- [Selected excerpt]
[start]

GABON LATEST AFRICAN COUNTRY TO HALT RAW EXPORT OF CRITICAL MINERAL. (PHOTO).


 Gabon latest African country to halt raw export of critical mineral


Gabon will cease exporting manganese from 2029 as part of a plan to transform national industry, President Brice Oligui Nguema said in a government statement published on Saturday, AFP reported.


Selling manganese, which can be used in the production of stainless steel and batteries, is one of Gabon's main sources of revenue, alongside wood and oil sales.


Speaking on Friday to the council of ministers, Oligui ordered "the formal ban... from January 1, 2029, of the export of raw manganese, a strategic resource of which Gabon is the second largest producer in the world," the government statement said.


The move in the country of 2.3 million people, one of the richest in Africa, aims at developing "an ambitious industrial policy based on the local transformation of primary materials, an increase in the national workforce's competence, the mastering of technological value chains and the consolidation of tax revenues", the statement added.


African countries have long sought to rise up the international supply chains by banning export of raw materials in order to draw more benefits from their mineral wealth.


Three-year notice


Oligui, a coup leader who overthrew the Bongo family dynasty before winning elections in April with almost 95 percent of the vote, said he was giving the sector three years to make the necessary investments for the change.


That will also involve the setting up of a public-private investment fund to support the industry, the statement added.


During the council of ministers meeting, it was also decided to ban the import of chicken meat from January 1, 2027.


Despite the country's riches, a third of Gabonese live in poverty with one in 10 suffering from a lack of food.

[end]

- [Material]
[start]

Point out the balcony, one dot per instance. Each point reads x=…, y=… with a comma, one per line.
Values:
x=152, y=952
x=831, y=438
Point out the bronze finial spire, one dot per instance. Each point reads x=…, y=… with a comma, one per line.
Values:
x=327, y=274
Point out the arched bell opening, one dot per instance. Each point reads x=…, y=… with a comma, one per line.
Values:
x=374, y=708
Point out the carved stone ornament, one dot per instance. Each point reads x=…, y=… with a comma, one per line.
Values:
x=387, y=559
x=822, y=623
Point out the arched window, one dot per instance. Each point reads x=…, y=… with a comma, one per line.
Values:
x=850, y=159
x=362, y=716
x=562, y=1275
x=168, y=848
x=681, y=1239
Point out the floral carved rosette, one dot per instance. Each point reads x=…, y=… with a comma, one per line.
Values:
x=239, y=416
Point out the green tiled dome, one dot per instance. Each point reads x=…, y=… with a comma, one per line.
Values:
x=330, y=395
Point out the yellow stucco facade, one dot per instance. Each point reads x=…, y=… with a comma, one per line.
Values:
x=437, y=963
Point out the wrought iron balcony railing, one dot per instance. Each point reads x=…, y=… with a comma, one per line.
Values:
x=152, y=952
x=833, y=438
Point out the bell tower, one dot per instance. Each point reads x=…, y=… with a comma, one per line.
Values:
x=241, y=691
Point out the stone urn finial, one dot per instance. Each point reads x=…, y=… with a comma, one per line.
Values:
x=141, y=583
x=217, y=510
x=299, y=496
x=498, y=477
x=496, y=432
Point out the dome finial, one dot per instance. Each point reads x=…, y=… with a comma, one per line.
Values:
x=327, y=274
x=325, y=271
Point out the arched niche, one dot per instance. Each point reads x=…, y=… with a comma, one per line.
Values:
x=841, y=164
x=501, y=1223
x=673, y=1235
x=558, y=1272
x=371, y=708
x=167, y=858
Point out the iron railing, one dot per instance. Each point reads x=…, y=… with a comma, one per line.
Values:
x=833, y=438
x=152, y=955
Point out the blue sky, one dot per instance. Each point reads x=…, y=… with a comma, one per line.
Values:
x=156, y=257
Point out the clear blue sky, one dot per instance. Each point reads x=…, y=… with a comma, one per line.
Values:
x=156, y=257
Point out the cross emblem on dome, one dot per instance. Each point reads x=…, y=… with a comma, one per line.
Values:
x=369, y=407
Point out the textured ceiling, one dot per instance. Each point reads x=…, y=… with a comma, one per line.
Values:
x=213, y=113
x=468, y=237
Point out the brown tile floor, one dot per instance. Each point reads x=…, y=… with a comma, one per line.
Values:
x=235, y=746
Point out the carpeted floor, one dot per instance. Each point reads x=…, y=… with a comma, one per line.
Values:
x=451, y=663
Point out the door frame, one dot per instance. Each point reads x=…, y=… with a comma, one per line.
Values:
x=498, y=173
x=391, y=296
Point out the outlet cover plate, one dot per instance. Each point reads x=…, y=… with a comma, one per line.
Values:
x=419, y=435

[end]

- [Requirement 1] Please reproduce the part of the article on Gabon's manganese export ban that opens with the words "During the council" and closes with "lack of food.", copying it word for word.
- [Requirement 2] Rewrite the part of the listing that opens with the line containing "Point out the iron" and closes with the line containing "x=468, y=237", swapping "Values" for "Coordinates" and keeping everything else the same. Give only those lines.

- [Task response 1]
During the council of ministers meeting, it was also decided to ban the import of chicken meat from January 1, 2027.


Despite the country's riches, a third of Gabonese live in poverty with one in 10 suffering from a lack of food.

- [Task response 2]
Point out the iron railing, one dot per instance. Each point reads x=…, y=… with a comma, one per line.
Coordinates:
x=833, y=438
x=152, y=955
Point out the blue sky, one dot per instance. Each point reads x=…, y=… with a comma, one per line.
Coordinates:
x=156, y=257
Point out the clear blue sky, one dot per instance. Each point reads x=…, y=… with a comma, one per line.
Coordinates:
x=156, y=257
Point out the cross emblem on dome, one dot per instance. Each point reads x=…, y=… with a comma, one per line.
Coordinates:
x=369, y=407
Point out the textured ceiling, one dot per instance. Each point reads x=…, y=… with a comma, one per line.
Coordinates:
x=213, y=113
x=468, y=237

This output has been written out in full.